**** Records supplied ****

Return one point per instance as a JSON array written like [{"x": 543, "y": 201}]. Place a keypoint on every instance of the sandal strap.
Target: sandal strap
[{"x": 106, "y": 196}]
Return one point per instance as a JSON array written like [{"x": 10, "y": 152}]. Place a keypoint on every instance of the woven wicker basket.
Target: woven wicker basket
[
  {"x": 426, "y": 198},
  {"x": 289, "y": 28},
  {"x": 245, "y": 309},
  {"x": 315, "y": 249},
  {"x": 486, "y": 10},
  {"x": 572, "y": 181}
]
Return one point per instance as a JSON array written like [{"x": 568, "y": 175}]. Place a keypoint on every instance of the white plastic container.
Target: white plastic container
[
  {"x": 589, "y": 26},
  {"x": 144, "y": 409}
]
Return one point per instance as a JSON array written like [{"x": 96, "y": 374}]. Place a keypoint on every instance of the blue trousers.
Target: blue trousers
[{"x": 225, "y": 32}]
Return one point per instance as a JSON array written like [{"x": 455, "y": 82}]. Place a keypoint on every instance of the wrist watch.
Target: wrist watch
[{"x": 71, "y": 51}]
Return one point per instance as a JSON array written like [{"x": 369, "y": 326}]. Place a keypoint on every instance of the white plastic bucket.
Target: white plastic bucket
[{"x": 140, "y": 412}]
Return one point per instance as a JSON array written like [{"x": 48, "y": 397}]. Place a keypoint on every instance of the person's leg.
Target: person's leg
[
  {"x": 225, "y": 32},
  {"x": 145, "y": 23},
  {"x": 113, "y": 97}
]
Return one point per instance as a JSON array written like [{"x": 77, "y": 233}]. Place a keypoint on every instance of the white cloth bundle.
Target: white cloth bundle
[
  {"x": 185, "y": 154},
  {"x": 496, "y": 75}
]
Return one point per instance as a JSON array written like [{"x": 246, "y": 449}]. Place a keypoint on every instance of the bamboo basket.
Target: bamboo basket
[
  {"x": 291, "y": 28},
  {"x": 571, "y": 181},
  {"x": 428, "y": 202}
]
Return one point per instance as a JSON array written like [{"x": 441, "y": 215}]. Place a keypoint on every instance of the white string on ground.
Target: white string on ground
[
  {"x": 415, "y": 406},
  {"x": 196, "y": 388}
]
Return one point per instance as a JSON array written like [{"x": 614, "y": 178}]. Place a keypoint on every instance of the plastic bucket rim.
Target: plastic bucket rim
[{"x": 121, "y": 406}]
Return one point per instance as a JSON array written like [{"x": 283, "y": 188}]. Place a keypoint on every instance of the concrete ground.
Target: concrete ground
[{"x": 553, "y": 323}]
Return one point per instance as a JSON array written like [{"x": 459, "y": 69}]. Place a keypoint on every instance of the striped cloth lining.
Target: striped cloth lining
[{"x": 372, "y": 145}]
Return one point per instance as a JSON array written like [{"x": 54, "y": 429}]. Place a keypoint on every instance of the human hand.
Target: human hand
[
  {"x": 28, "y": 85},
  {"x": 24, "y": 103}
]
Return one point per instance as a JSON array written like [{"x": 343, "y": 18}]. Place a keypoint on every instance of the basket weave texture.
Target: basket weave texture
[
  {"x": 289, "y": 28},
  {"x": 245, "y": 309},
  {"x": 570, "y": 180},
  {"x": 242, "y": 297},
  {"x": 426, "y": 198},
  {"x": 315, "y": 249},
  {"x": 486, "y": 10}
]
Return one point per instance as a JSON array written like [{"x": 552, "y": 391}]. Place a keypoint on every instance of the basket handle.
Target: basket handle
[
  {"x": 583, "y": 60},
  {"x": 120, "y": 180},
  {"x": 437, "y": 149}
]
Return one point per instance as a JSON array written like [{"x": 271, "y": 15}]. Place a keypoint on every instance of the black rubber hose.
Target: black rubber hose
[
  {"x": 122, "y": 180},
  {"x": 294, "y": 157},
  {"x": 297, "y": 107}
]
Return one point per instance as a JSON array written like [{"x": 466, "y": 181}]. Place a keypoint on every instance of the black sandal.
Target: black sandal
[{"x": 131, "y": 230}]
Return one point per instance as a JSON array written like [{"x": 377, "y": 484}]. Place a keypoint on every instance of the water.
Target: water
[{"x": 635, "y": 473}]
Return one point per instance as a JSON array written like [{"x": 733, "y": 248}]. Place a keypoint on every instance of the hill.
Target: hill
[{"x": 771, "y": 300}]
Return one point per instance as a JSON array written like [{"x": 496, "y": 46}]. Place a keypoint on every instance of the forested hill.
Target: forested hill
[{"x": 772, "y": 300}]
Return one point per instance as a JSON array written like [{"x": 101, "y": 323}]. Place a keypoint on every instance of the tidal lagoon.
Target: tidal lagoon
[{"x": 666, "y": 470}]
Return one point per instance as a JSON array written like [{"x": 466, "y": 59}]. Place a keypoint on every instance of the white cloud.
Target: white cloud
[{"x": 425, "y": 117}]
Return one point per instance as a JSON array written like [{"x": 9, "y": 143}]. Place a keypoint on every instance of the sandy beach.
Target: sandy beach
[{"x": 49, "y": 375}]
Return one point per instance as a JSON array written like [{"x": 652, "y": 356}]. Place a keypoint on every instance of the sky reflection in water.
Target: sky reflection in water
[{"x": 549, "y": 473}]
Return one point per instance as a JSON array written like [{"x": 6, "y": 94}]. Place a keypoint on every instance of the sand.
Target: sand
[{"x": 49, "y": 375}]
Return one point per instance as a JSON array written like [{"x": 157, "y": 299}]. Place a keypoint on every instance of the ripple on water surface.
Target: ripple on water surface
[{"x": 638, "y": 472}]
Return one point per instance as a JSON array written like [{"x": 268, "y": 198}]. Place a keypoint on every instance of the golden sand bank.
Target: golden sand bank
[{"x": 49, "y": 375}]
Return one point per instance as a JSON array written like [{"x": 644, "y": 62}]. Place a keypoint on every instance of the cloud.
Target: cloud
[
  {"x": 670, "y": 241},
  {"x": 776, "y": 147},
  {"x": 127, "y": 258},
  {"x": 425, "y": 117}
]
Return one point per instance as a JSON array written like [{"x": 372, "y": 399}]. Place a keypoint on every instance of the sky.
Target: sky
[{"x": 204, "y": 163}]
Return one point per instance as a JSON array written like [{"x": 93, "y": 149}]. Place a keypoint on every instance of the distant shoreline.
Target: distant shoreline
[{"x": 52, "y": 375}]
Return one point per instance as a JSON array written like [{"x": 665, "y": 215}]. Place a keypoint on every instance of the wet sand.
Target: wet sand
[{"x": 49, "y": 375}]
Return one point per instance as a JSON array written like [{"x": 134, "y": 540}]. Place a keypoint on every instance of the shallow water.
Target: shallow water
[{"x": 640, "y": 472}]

****

Exercise requirements —
Copy out all of the records above with nothing altered.

Complete answer —
Return one point per instance as a JSON array written like [{"x": 543, "y": 201}]. Place a keypoint on every instance of the sandal strap.
Target: sandal strap
[{"x": 106, "y": 196}]
Return one point per instance as a JSON array written like [{"x": 10, "y": 152}]. Place a keypoint on every instance of the woven wicker basket.
Target: woven wicker basket
[
  {"x": 426, "y": 198},
  {"x": 289, "y": 28},
  {"x": 245, "y": 309},
  {"x": 315, "y": 249},
  {"x": 486, "y": 10},
  {"x": 572, "y": 181}
]
Return one point per instance as a JSON array written like [{"x": 568, "y": 175}]. Place a keypoint on every instance of the white plastic container.
Target: white plastic container
[
  {"x": 589, "y": 26},
  {"x": 144, "y": 409}
]
Return one point per instance as a JSON array written like [{"x": 96, "y": 374}]. Place a keypoint on every instance of the blue trousers.
Target: blue trousers
[{"x": 225, "y": 32}]
Return one point per instance as a JSON array written like [{"x": 455, "y": 82}]. Place a keypoint on every instance of the wrist watch.
Target: wrist watch
[{"x": 71, "y": 51}]
Return one point per instance as a JSON array written like [{"x": 369, "y": 326}]. Place a keypoint on every instance of the white plastic bucket.
Target: white plastic bucket
[{"x": 140, "y": 412}]
Return one point per instance as a JSON array written like [{"x": 48, "y": 397}]. Place a keypoint on every instance of the person's leg.
Target: person's leg
[
  {"x": 225, "y": 32},
  {"x": 145, "y": 23},
  {"x": 113, "y": 97}
]
Return one point per instance as a JSON array written like [{"x": 77, "y": 233}]. Place a keypoint on every instance of the white cloth bundle.
Target: white cloth bundle
[
  {"x": 185, "y": 154},
  {"x": 496, "y": 75}
]
Return one point per instance as a JSON array written like [{"x": 246, "y": 449}]. Place a keypoint on every instance of the bamboo basket.
Target: bamboo basket
[
  {"x": 291, "y": 28},
  {"x": 571, "y": 181},
  {"x": 428, "y": 202}
]
Return one point per instance as a JSON array written like [{"x": 441, "y": 215}]. Place a keypoint on every instance of the white string on ground.
Target: white string on ground
[
  {"x": 415, "y": 406},
  {"x": 196, "y": 388}
]
Return one point per instance as a JSON array written like [{"x": 614, "y": 178}]. Place a keypoint on every instance of the plastic bucket rim.
Target: plastic bucket rim
[{"x": 121, "y": 406}]
Return one point per instance as a JSON array written like [{"x": 283, "y": 188}]. Place a keypoint on every instance of the concrete ground.
Target: concrete ground
[{"x": 553, "y": 323}]
Return one point per instance as a JSON array written like [{"x": 459, "y": 69}]. Place a keypoint on every instance of the striped cloth lining.
Target: striped cloth lining
[{"x": 372, "y": 145}]
Return one point per instance as a JSON array written like [{"x": 54, "y": 429}]. Place a keypoint on every instance of the human hand.
Target: human hand
[
  {"x": 28, "y": 85},
  {"x": 24, "y": 103}
]
Return one point per instance as a JSON array written like [{"x": 343, "y": 18}]. Place a keypoint on every instance of the basket weave texture.
Target: basket weave texture
[
  {"x": 289, "y": 28},
  {"x": 245, "y": 309},
  {"x": 570, "y": 180},
  {"x": 242, "y": 297},
  {"x": 426, "y": 198},
  {"x": 315, "y": 249},
  {"x": 486, "y": 10}
]
Return one point per instance as a JSON array written like [{"x": 552, "y": 391}]. Place a keypoint on every instance of the basket handle.
Target: basket handle
[
  {"x": 583, "y": 60},
  {"x": 120, "y": 180},
  {"x": 437, "y": 149}
]
Return one point per instance as a JSON array written like [{"x": 271, "y": 15}]. Place a keypoint on every instance of the black rubber hose.
Target: black rubber hose
[
  {"x": 122, "y": 180},
  {"x": 294, "y": 157},
  {"x": 297, "y": 107}
]
Return one point per instance as a JSON array written like [{"x": 466, "y": 181}]. Place a keypoint on every instance of the black sandal.
Target: black sandal
[{"x": 131, "y": 230}]
Return one point per instance as a JSON array written like [{"x": 377, "y": 484}]. Place a keypoint on every instance of the water.
Target: water
[{"x": 635, "y": 473}]
Return one point per instance as a JSON array written like [{"x": 733, "y": 248}]. Place a keypoint on every instance of the hill.
Target: hill
[{"x": 771, "y": 300}]
Return one point per instance as a JSON array written like [{"x": 496, "y": 46}]. Place a keypoint on every instance of the forested hill.
Target: forested hill
[{"x": 772, "y": 300}]
Return one point per instance as a JSON array written like [{"x": 101, "y": 323}]. Place a keypoint on every instance of the tidal lagoon.
Target: tidal lagoon
[{"x": 666, "y": 470}]
Return one point per instance as a JSON array written like [{"x": 466, "y": 59}]. Place a keypoint on every instance of the white cloud.
Target: white cloud
[{"x": 425, "y": 117}]
Return one point per instance as a JSON array written like [{"x": 9, "y": 143}]. Place a keypoint on every instance of the sandy beach.
Target: sandy beach
[{"x": 49, "y": 375}]
Return one point per instance as a JSON array written like [{"x": 652, "y": 356}]. Place a keypoint on every instance of the sky reflection in water.
Target: sky reflection in water
[{"x": 549, "y": 473}]
Return one point per instance as a JSON array written like [{"x": 6, "y": 94}]. Place a keypoint on every instance of the sand.
Target: sand
[{"x": 49, "y": 375}]
Return one point per instance as a JSON array written like [{"x": 157, "y": 299}]. Place a keypoint on every instance of the ripple on water surface.
Target: ripple on water surface
[{"x": 638, "y": 472}]
Return one point per instance as a JSON array written like [{"x": 268, "y": 198}]. Place a keypoint on every instance of the golden sand bank.
Target: golden sand bank
[{"x": 49, "y": 375}]
Return one point per instance as a JSON array written like [{"x": 644, "y": 62}]. Place a keypoint on every instance of the cloud.
Target: cloud
[
  {"x": 670, "y": 241},
  {"x": 776, "y": 147},
  {"x": 127, "y": 258},
  {"x": 425, "y": 117}
]
Return one point per instance as a JSON array written like [{"x": 372, "y": 399}]. Place a keypoint on every instance of the sky.
Target: sky
[{"x": 204, "y": 163}]
Return one point per instance as a JSON array written like [{"x": 93, "y": 149}]. Place a keypoint on every instance of the distant shoreline.
Target: distant shoreline
[{"x": 52, "y": 375}]
Return one point per instance as a JSON array written like [{"x": 665, "y": 215}]. Place a keypoint on every instance of the wet sand.
Target: wet sand
[{"x": 49, "y": 375}]
Return one point per instance as a JSON array written like [{"x": 134, "y": 540}]. Place a keypoint on every instance of the shallow water.
Target: shallow water
[{"x": 640, "y": 472}]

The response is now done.